Task prompt — Transcribe verbatim the span of lines that opens with the line containing "cloud and record integer pixel coordinates." and closes with the last line of the data below.
▬▬▬
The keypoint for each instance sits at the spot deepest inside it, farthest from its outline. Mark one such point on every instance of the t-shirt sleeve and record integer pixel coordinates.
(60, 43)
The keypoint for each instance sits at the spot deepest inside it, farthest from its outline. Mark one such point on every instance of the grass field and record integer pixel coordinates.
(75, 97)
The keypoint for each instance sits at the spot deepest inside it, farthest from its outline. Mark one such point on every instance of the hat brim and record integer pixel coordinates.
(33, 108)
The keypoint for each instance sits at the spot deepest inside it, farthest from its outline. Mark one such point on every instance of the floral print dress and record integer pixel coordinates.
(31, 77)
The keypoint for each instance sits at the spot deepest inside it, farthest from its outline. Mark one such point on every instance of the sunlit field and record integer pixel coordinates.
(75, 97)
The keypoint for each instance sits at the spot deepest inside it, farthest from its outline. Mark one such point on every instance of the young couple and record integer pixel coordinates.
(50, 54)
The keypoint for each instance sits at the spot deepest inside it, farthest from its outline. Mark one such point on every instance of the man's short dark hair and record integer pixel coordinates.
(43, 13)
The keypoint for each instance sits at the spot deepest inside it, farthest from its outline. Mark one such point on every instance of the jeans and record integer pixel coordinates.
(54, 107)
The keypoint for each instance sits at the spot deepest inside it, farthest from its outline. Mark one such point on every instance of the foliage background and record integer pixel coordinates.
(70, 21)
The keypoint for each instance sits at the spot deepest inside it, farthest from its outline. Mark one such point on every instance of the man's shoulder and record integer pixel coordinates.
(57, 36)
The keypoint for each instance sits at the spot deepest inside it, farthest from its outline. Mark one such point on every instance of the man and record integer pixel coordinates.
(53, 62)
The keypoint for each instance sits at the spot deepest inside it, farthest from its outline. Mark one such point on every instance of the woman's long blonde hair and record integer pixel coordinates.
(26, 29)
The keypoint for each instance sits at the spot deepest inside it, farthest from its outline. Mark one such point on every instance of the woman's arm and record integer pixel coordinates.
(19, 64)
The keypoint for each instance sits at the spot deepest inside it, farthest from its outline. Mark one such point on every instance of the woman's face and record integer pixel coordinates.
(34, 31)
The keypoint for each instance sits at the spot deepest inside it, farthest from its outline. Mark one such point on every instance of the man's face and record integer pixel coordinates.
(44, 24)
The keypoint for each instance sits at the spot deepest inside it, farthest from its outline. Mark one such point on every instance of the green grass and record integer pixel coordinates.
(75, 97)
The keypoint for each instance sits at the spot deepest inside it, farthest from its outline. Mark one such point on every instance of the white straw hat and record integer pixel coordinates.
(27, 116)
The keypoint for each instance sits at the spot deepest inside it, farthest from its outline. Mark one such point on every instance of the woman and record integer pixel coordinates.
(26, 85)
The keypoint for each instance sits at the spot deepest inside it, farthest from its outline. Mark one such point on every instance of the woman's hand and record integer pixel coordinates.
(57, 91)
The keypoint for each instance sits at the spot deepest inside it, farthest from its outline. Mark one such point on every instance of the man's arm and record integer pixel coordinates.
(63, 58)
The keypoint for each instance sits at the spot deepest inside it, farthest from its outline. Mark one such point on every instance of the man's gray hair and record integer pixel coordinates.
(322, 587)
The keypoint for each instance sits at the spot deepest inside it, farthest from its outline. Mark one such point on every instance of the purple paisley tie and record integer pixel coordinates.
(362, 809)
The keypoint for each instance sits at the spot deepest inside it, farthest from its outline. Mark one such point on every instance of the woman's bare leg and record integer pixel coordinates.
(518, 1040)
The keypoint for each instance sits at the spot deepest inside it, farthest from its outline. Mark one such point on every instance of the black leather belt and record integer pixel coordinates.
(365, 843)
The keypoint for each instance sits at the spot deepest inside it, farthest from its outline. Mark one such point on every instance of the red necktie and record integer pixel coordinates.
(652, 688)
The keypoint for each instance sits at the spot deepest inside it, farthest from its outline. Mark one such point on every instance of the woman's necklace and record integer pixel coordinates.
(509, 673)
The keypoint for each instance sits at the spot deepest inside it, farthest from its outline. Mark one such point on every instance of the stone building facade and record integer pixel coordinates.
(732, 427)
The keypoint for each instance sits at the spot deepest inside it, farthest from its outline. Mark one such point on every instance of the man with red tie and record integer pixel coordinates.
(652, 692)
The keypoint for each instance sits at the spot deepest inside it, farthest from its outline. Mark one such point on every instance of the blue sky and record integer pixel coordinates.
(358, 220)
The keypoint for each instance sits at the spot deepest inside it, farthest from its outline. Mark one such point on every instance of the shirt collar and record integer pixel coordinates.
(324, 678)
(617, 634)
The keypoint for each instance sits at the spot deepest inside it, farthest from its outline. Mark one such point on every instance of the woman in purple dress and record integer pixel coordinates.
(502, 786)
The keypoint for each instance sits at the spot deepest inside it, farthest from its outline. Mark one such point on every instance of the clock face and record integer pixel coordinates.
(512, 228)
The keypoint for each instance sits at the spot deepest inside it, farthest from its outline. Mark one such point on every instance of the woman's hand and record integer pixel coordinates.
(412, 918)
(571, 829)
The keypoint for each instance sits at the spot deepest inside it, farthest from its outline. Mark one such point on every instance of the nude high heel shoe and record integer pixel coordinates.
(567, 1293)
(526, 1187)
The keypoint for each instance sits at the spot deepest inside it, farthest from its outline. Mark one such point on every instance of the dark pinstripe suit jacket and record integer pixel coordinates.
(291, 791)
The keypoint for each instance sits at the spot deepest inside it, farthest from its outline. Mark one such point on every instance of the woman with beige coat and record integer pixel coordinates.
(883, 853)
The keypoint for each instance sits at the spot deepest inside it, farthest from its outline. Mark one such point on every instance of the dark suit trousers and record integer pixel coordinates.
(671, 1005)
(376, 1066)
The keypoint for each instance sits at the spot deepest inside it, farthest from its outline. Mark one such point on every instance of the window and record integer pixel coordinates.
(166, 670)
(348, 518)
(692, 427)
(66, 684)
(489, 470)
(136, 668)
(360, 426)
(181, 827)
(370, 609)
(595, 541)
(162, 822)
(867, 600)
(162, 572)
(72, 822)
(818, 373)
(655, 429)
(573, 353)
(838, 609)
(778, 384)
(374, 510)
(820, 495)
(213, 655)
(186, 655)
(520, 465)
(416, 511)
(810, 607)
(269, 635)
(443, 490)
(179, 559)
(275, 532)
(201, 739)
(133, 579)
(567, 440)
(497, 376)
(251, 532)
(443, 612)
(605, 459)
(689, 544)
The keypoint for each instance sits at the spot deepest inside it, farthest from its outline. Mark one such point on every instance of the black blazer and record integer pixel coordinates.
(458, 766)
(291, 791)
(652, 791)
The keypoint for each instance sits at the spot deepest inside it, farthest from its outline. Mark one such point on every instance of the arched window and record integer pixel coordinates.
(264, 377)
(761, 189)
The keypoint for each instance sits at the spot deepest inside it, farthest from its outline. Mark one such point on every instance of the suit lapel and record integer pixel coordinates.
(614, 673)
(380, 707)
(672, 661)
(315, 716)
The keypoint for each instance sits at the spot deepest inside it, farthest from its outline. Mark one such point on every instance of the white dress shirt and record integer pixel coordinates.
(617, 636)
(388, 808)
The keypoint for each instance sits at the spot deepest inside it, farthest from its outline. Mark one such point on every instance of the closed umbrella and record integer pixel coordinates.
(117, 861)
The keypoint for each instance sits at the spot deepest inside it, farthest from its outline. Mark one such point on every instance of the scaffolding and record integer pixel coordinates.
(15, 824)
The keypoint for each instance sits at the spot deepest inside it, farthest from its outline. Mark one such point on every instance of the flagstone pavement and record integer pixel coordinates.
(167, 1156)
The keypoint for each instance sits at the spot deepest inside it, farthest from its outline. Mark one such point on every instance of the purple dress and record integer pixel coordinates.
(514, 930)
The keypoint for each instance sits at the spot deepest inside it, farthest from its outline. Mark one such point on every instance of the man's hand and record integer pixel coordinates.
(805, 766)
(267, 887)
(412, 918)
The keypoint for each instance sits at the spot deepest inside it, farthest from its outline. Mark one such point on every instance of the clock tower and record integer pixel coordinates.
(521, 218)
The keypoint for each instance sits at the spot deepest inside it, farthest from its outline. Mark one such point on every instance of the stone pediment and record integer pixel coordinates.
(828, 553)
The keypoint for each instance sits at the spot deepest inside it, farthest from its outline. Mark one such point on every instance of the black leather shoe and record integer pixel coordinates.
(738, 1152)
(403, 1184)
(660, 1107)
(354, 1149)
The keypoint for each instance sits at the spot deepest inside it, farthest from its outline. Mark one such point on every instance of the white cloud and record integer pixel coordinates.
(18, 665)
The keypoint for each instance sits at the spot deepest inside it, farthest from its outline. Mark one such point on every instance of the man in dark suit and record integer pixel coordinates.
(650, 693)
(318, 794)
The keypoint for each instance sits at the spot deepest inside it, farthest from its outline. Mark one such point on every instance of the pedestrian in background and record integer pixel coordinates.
▬▬▬
Written solution —
The keypoint for each instance sits at the spot deepest inside it, farthest from its outline. Mark one such point on every instance of the white cloud and record integer pixel coordinates.
(18, 665)
The keypoint for each instance sits at the spot deepest inside it, farthest from its outline. Mark one such point on every instance of the man in dark suit and record integer pixel coordinates.
(650, 693)
(318, 794)
The keypoint for each instance sits at the spot deepest inside it, farthest from its outline. Mark one such point on every instance of the pedestrian in background and record integer pixel coordinates.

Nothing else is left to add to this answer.